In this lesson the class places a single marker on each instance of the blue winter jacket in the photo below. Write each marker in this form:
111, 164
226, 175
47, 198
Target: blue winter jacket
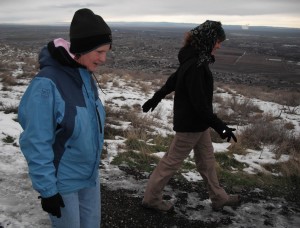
63, 122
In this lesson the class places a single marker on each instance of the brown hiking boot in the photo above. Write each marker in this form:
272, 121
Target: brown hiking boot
163, 206
233, 201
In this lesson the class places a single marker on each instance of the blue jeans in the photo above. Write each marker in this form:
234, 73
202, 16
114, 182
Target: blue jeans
82, 209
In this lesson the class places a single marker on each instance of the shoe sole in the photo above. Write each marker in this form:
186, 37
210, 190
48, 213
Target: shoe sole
158, 210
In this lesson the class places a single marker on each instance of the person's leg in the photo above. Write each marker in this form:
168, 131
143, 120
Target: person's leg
69, 214
205, 162
180, 148
90, 206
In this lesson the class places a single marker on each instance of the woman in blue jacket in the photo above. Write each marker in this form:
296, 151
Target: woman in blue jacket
63, 121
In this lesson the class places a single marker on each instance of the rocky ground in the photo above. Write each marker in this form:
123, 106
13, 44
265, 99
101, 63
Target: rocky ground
122, 208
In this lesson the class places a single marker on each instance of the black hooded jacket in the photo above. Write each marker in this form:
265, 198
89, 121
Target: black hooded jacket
193, 86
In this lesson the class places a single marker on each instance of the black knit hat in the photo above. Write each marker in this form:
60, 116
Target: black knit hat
88, 31
204, 38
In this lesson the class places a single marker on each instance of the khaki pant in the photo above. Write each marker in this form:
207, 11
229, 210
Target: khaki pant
179, 150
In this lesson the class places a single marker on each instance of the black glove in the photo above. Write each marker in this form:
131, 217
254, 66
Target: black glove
227, 133
150, 104
52, 204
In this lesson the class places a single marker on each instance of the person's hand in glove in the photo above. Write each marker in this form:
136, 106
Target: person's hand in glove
228, 133
53, 204
150, 104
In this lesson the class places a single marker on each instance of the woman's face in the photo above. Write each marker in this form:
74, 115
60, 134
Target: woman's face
217, 46
95, 58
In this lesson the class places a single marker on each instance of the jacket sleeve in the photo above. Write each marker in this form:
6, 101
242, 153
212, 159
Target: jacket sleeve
195, 83
37, 118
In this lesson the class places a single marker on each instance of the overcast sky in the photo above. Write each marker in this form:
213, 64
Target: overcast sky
278, 13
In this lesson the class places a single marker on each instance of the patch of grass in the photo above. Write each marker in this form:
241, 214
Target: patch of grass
8, 139
9, 109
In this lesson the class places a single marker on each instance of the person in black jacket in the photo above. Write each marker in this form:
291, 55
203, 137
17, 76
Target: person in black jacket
193, 115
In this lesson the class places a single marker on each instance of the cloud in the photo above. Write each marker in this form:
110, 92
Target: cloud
258, 12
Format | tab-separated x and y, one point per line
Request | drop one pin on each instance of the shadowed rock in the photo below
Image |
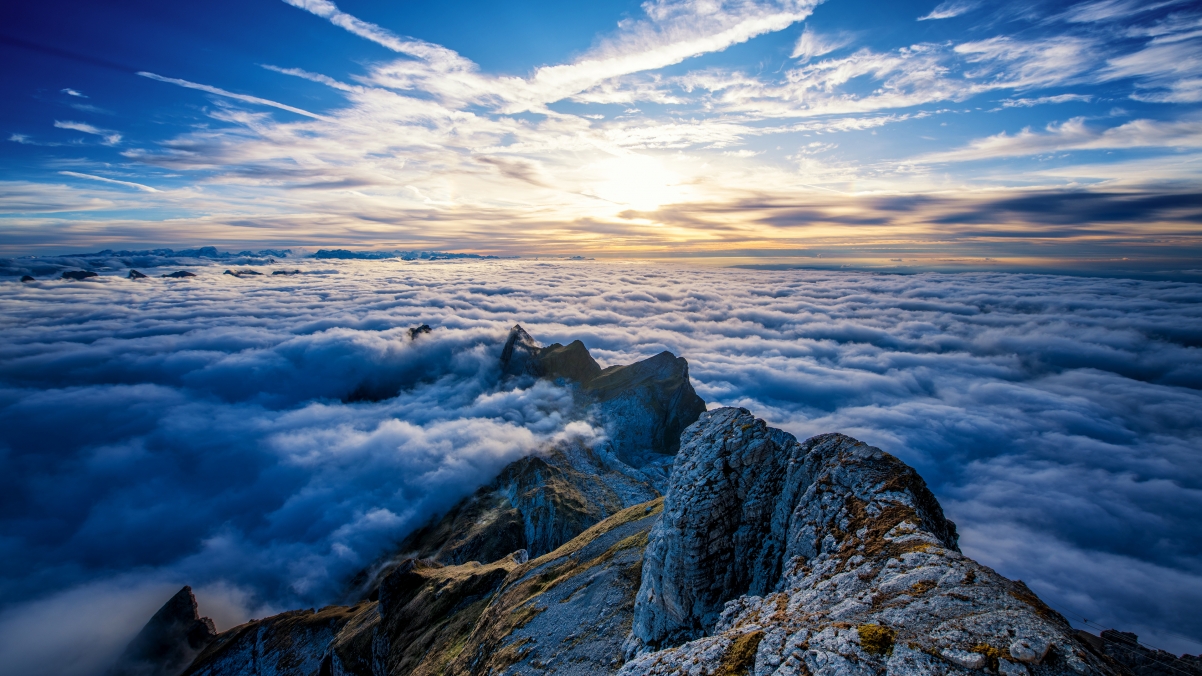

## Work item:
If a line in the material contains "below", show it.

## Output for this task:
In this lesson the class places a single marker on each instance of the blue winter jacket in the photo below. Write each marker in this form:
Request | drop one pin on each instance of the shadowed rock in the photo below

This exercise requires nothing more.